* **ÜBUNGSTEXT**
Schmerzen loslassen.
Alle fühlenden Wesen erfahren Schmerz. Die meisten von uns müssen zwar zum Glück nicht fürchten, Opfer von Krieg oder Gewalt zu werden, so wie das in vielen Teilen der Welt der Fall ist: Wir können nicht erahnen, wie tief die körperlichen und seelischen Traumata wohl gehen, die Bombenangriffe hinterlassen. Dennoch erleben auch wir in unseren vergleichsweise wohlhabenden und behüteten Breitengraden der Erde Schmerz. Wir erfahren Verlust, Ängste und Sorgen. Wir erleben Machtlosigkeit, Zorn und Frustration. Wir werden verletzt, körperlich wie seelisch.

* **DATENTEIL**
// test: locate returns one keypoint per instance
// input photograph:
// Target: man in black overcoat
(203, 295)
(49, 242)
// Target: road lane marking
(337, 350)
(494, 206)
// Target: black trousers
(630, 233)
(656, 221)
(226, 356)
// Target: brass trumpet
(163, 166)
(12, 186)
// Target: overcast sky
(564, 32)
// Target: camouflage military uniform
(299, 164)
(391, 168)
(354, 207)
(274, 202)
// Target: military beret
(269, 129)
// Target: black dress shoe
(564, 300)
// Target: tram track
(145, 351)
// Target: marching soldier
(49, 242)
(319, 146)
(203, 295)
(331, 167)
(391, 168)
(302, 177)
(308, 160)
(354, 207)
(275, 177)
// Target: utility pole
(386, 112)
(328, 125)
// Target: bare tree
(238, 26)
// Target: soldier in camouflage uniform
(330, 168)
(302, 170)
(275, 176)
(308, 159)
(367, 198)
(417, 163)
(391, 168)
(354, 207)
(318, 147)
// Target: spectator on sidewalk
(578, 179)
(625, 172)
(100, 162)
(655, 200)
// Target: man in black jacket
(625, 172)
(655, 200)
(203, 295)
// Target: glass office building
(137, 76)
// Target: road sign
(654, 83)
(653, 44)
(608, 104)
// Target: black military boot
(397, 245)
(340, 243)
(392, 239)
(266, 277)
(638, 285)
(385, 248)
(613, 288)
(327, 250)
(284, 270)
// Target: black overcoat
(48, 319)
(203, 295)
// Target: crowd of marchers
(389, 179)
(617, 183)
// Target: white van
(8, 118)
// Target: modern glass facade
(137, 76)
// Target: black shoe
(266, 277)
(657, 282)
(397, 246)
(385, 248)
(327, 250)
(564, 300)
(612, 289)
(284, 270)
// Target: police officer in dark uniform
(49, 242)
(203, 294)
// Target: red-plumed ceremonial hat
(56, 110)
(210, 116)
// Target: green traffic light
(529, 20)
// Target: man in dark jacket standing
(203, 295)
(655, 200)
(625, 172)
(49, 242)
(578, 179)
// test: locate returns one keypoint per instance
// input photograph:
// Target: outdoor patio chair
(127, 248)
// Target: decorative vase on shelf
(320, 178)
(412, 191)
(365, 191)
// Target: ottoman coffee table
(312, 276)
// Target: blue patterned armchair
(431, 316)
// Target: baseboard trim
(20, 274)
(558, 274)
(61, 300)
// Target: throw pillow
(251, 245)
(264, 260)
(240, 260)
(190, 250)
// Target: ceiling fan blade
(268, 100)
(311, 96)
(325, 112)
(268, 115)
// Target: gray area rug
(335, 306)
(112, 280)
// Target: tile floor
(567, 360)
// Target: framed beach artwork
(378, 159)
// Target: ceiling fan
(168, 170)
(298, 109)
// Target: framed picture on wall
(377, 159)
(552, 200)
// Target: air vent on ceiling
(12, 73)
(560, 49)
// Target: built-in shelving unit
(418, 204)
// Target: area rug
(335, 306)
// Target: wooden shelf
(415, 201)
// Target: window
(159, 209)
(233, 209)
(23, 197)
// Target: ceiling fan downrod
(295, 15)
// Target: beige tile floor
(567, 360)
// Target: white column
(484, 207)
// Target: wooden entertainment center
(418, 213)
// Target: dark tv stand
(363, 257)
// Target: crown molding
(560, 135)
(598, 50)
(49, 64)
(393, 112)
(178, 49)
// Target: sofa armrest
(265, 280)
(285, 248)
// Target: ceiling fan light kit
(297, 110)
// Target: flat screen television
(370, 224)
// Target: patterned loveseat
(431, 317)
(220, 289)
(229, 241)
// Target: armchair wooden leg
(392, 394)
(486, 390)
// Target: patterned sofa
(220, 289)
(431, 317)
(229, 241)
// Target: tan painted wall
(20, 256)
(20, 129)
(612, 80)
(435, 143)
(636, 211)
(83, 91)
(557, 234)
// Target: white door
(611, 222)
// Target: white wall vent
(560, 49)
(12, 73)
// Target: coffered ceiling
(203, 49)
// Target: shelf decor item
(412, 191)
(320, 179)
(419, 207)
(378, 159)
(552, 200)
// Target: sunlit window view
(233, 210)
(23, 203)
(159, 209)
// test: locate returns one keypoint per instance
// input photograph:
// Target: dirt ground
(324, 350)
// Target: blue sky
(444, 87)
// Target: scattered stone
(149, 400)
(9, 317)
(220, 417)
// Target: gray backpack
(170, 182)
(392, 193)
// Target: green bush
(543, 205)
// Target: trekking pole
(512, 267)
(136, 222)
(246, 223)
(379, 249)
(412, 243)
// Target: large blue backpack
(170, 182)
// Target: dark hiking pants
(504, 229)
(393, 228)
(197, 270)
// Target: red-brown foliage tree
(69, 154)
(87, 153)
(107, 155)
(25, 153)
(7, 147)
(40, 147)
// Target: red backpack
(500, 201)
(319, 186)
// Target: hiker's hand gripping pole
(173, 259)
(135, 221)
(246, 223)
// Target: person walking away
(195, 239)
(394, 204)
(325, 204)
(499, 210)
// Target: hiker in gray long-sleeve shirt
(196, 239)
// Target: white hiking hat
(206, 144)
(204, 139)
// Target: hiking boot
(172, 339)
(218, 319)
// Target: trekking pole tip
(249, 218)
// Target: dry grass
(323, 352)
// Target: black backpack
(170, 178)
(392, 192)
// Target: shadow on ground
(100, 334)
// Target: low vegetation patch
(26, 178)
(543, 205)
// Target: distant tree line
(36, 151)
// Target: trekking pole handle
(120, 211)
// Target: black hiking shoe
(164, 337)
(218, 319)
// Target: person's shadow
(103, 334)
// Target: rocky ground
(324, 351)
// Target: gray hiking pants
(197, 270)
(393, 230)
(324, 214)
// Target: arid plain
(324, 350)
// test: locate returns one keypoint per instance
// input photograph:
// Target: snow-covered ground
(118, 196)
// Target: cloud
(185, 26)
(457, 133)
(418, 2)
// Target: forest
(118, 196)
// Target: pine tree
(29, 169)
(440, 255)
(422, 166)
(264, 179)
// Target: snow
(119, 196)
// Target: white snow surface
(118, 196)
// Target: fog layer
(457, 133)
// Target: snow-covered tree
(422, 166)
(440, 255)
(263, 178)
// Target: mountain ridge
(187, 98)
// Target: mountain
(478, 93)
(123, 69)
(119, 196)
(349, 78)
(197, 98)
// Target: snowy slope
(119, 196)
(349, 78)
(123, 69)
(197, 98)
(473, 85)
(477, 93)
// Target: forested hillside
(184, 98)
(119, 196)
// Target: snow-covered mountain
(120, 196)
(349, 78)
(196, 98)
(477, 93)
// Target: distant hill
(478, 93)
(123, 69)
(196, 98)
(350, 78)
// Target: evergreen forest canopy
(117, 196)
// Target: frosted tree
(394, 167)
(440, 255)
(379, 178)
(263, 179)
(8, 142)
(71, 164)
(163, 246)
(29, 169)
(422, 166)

* **AUFGABENLISTE**
1. Beantworten Sie anhand des Übungstextes über Schmerz:
(a) Was erfahren alle fühlenden Wesen?
(b) Wovon müssen die meisten zum Glück nicht fürchten, Opfer zu werden?
(c) Auf welche beiden Arten werden wir verletzt?
2. Zählen Sie alle Erfahrungen auf, die im Übungstext in den Sätzen „Wir erfahren …“ und „Wir erleben …“ genannt werden.
3. Schreiben Sie den Übungstext über Schmerz im Anschluss an den Satz „Wir werden verletzt, körperlich wie seelisch.“ weiter.

* **GEGEBENE ANTWORTEN**
1.
(a) Schmerz.
(b) Von Krieg oder Gewalt.
(c) Körperlich wie seelisch.

2. Verlust, Ängste, Sorgen, Machtlosigkeit, Zorn, Frustration

3.
Im Grunde beginnt das schon mit dem ersten Atemzug, sogar früher noch, wie der berühmte Psychiater und Bewusstseinsforscher Stanislav Grof in seinen Büchern eindrücklich zeigt, wenn er das Trauma des Geborenwerdens beschreibt: Nichts im Leben eines Menschen käme an traumatischer Intensität jener Erfahrung gleich, so Grof, die wir alle machen mussten, als das Leben uns die unvergleichliche Geborgenheit im Mutterschoß brutal entriss. Mit anderen Worten: Das Leben beginnt mit Schmerz.
Und, so viel ist sicher, auch die letzte Phase des Lebens hält Schmerz bereit, wenn wir zum Ende hin, früher oder später, krank werden, Hilfe brauchen, unsere Autonomie verlieren, oft auch unsere kognitiven Fähigkeiten: Erinnerungen, soziale Bezüge, adäquate emotionale Reaktionsfähigkeiten – all das jetzt so Selbstverständliche mag einst verloren sein. Am Ende dann, wenn wir in den letzten Zügen liegen, kämpfen wir um den Atem. Dann ist der Kampf vorbei. Alter, Krankheit, Tod – diese drei Leidensgründe bleiben, egal welche Fortschritte die Menschheit auch machen mag.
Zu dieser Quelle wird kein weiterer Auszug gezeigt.